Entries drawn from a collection
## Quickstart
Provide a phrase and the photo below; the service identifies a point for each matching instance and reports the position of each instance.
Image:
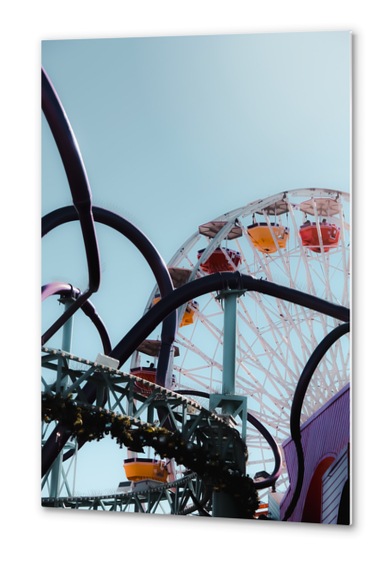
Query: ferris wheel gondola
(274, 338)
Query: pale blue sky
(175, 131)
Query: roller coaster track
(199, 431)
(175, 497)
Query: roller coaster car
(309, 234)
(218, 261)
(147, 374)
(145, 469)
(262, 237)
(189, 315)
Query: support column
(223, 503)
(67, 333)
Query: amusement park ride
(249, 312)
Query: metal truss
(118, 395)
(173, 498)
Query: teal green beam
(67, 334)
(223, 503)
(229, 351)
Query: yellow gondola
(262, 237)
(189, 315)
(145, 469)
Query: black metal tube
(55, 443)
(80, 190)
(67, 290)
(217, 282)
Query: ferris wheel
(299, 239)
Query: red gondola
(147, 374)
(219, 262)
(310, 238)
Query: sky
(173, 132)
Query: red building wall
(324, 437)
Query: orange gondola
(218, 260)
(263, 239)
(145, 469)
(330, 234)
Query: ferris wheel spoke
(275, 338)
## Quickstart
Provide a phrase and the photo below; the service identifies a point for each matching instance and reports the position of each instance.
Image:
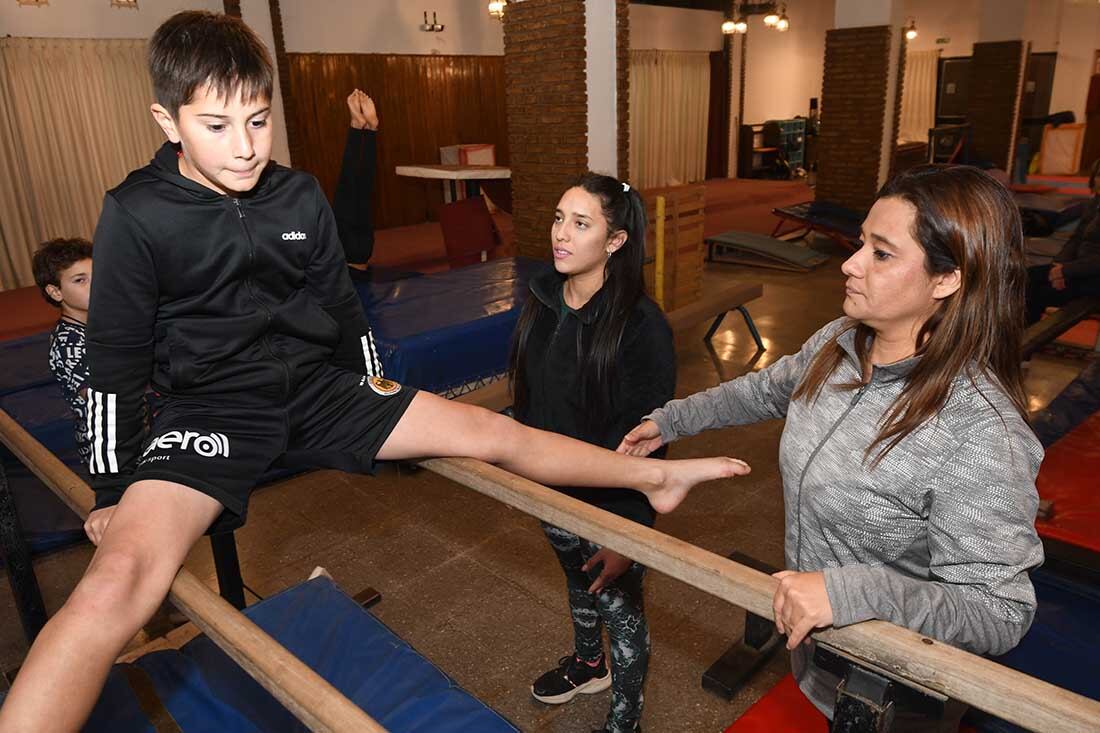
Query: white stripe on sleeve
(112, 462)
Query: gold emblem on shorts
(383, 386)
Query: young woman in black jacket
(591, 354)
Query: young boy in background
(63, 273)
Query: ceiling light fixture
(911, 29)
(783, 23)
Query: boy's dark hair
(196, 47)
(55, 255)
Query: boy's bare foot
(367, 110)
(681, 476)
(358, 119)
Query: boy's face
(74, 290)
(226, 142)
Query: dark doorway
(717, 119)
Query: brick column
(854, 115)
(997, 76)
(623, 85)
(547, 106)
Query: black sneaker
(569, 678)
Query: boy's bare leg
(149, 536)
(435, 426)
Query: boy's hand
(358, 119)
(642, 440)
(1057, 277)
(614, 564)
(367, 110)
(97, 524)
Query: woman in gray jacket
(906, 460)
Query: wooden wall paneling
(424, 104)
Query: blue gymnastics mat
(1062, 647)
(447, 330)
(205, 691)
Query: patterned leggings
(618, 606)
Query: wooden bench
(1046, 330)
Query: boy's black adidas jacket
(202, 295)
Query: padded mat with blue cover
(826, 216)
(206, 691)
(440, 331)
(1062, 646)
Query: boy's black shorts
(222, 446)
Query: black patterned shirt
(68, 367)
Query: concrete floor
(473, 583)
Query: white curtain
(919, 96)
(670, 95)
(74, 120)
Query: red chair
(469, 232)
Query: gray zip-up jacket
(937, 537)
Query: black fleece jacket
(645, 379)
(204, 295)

PROBLEM TO WORK ON: Copy the data word for word, from the line with "Query: boy's bare foot" through the final line of the data.

TASK ANSWER:
Query: boy's bare foot
(367, 110)
(681, 476)
(358, 119)
Query: boy's face
(74, 290)
(226, 142)
Query: dark doorway
(717, 119)
Query: brick column
(854, 115)
(997, 76)
(623, 85)
(547, 106)
Query: black sneaker
(569, 678)
Query: boy's bare leg
(149, 536)
(435, 426)
Query: boy's hand
(358, 119)
(642, 440)
(1057, 277)
(614, 564)
(367, 110)
(97, 524)
Query: woman in gray jacket
(906, 460)
Query: wooden wall paneling
(424, 104)
Query: blue gymnastics mat
(1062, 647)
(447, 330)
(205, 691)
Query: patterned leggings
(618, 606)
Query: wooden bench
(1046, 330)
Query: boy's black adidas jacket
(202, 295)
Query: padded mat with blue cover
(826, 216)
(206, 691)
(440, 331)
(1062, 646)
Query: boy's black shorts
(222, 446)
Query: black patterned shirt
(68, 367)
Query: concrete floor
(473, 583)
Query: white curtain
(919, 96)
(670, 95)
(74, 120)
Query: red chair
(469, 232)
Query: gray zip-up jacket
(937, 537)
Query: black fleece jacket
(645, 379)
(204, 295)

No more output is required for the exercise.